======== DATA SHOWN

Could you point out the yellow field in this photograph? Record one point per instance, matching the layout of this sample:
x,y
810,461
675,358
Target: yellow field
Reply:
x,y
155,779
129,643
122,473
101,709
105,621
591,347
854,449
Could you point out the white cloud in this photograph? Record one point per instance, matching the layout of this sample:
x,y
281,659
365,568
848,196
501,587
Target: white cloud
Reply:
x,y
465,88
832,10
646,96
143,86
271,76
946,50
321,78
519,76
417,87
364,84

================
======== DATA SHOWN

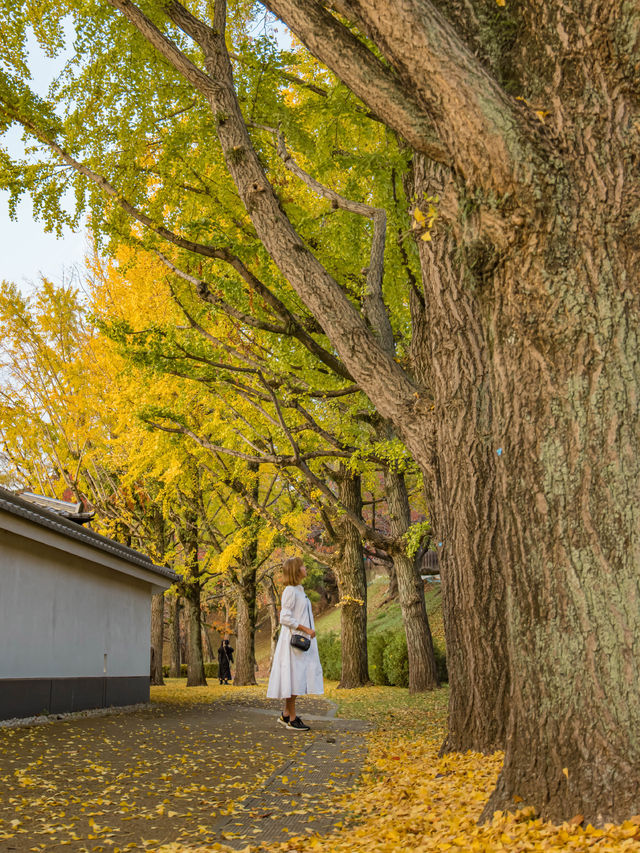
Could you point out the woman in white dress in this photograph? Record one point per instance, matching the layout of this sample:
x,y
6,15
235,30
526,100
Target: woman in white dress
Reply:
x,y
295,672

================

## INSTRUCTIONS FOR THE TASK
Which lines of the listing contain the word "layout"? Pick each one out and copy it in full.

## WRITTEN REPLY
Could you point out the yellow field in this photograph? Record one point per instance, matching the layout of this sample:
Could you point out the white cloud in this photograph? Record one point per instance, matching the layout of this sample:
Could you point out the woman in white dress in this photograph? Record one point per instance, matching the layout of this sample:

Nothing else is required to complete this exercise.